## 演習課題 1
記録の最初の行から「top-left (58, 132), bottom-right (75, 147)」を含む行までを、両端の行も含めて記録から一字一句そのまま繰り返してください。

礫川全次のコラムと名言

礫川全次〈コイシカワ・ゼンジ〉のコラムと名言。コラムは、その時々に思いついたことなど。名言は、その日に見つけた名言など。

われわれは今こそ総懺悔し……(東久邇首相宮)

2019-08-26 03:47:17 | コラムと名言

◎われわれは今こそ総懺悔し……(東久邇首相宮)

 朝日新聞社編『終戦記録』(朝日新聞社、一九四五年一一月)から、「帝国議会における東久邇首相宮殿下の御演説」の部を紹介している。本日は、その二回目。
 この演説は、一九四五年(昭和二〇)九月五日に、衆議院および貴族院でおこなわれたもので、インターネット上のデータベース「世界と日本」(代表:田中明彦)にも収録されている。ただし、このデータベースにあるものと、『終戦記録』にあるものとでは、文章や表記が、微妙に異なっている。ここでは、『終戦記録』にある形で紹介する。

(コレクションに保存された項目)

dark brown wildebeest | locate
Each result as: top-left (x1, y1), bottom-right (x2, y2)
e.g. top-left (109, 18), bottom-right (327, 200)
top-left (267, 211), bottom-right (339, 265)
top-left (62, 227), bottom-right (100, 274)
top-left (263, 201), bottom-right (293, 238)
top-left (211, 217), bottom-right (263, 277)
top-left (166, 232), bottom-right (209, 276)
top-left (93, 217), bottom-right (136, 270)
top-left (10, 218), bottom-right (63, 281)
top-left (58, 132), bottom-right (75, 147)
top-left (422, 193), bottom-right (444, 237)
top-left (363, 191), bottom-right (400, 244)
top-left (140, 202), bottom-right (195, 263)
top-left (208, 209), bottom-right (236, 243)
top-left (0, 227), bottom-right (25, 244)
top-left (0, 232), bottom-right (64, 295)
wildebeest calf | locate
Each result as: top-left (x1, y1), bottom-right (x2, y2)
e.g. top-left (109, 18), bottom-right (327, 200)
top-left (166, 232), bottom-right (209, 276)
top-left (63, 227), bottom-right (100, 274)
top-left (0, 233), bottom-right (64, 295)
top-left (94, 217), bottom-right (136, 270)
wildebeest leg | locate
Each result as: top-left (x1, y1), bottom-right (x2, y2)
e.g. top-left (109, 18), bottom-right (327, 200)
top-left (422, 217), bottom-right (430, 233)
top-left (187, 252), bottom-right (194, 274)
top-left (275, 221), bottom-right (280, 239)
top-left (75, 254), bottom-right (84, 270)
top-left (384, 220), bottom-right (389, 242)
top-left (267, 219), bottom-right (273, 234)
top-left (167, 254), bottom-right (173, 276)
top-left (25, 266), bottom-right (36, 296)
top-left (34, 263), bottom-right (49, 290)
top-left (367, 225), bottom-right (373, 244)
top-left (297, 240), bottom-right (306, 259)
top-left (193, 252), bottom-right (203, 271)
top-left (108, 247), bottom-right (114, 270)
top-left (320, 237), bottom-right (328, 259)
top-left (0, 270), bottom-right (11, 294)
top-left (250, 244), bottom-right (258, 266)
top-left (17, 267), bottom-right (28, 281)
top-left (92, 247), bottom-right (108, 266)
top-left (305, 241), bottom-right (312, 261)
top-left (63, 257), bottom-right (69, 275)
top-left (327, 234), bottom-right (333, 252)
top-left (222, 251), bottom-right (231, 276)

## 演習課題 2
東久邇首相宮の演説を紹介する抜粋テキストの全文を、一字一句違えずに再現してください。

## 結果 1
dark brown wildebeest | locate
Each result as: top-left (x1, y1), bottom-right (x2, y2)
e.g. top-left (109, 18), bottom-right (327, 200)
top-left (267, 211), bottom-right (339, 265)
top-left (62, 227), bottom-right (100, 274)
top-left (263, 201), bottom-right (293, 238)
top-left (211, 217), bottom-right (263, 277)
top-left (166, 232), bottom-right (209, 276)
top-left (93, 217), bottom-right (136, 270)
top-left (10, 218), bottom-right (63, 281)
top-left (58, 132), bottom-right (75, 147)

## 結果 2
礫川全次のコラムと名言

礫川全次〈コイシカワ・ゼンジ〉のコラムと名言。コラムは、その時々に思いついたことなど。名言は、その日に見つけた名言など。

われわれは今こそ総懺悔し……(東久邇首相宮)

2019-08-26 03:47:17 | コラムと名言

◎われわれは今こそ総懺悔し……(東久邇首相宮)

 朝日新聞社編『終戦記録』(朝日新聞社、一九四五年一一月)から、「帝国議会における東久邇首相宮殿下の御演説」の部を紹介している。本日は、その二回目。
 この演説は、一九四五年(昭和二〇)九月五日に、衆議院および貴族院でおこなわれたもので、インターネット上のデータベース「世界と日本」(代表:田中明彦)にも収録されている。ただし、このデータベースにあるものと、『終戦記録』にあるものとでは、文章や表記が、微妙に異なっている。ここでは、『終戦記録』にある形で紹介する。